• **Written task**: List every line in the items below that contains the word "instance", copying each such line in full.

• **Exercise materials**:
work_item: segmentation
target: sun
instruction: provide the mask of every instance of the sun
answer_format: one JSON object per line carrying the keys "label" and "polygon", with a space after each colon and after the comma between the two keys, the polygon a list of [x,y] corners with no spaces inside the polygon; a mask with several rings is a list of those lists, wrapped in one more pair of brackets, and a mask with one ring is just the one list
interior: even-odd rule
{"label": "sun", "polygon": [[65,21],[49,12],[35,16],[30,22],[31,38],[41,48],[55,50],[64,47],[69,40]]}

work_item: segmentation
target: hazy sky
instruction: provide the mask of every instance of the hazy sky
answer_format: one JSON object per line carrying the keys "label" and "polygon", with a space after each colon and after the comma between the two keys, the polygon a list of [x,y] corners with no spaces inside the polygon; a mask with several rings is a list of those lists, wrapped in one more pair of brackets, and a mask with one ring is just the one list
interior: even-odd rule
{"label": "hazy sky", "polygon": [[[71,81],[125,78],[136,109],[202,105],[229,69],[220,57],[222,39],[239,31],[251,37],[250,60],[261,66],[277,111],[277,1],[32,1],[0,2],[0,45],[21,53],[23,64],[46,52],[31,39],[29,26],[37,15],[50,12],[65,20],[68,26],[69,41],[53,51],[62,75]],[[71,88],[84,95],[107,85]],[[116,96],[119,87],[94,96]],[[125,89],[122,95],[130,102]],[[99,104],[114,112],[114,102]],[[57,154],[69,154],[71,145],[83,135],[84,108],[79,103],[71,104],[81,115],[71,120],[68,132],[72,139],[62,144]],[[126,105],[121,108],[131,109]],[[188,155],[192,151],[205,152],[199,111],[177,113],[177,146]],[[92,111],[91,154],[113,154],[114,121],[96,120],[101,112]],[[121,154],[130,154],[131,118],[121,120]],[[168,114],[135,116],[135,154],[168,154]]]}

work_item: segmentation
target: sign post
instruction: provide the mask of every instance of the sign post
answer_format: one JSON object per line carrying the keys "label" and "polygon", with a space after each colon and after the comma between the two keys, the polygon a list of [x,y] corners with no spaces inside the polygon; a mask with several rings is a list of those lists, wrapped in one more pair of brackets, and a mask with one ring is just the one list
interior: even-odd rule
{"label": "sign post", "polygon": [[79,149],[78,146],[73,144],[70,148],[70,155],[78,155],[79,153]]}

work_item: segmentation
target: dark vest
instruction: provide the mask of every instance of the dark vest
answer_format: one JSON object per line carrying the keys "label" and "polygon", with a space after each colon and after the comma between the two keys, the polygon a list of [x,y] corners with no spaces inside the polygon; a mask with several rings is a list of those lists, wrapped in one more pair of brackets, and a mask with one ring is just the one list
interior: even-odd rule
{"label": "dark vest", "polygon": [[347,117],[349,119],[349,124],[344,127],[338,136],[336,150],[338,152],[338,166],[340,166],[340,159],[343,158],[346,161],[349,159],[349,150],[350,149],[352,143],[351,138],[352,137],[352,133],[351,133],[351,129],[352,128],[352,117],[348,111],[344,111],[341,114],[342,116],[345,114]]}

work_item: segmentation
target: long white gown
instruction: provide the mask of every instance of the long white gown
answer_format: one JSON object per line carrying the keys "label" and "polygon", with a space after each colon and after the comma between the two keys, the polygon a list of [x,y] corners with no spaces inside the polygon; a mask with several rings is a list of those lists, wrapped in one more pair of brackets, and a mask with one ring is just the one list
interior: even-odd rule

• **Reply**:
instruction: provide the mask of every instance of the sun
instruction: provide the mask of every instance of the hazy sky
instruction: provide the mask of every instance of the sign post
instruction: provide the mask of every instance of the dark vest
instruction: provide the mask of every instance of the long white gown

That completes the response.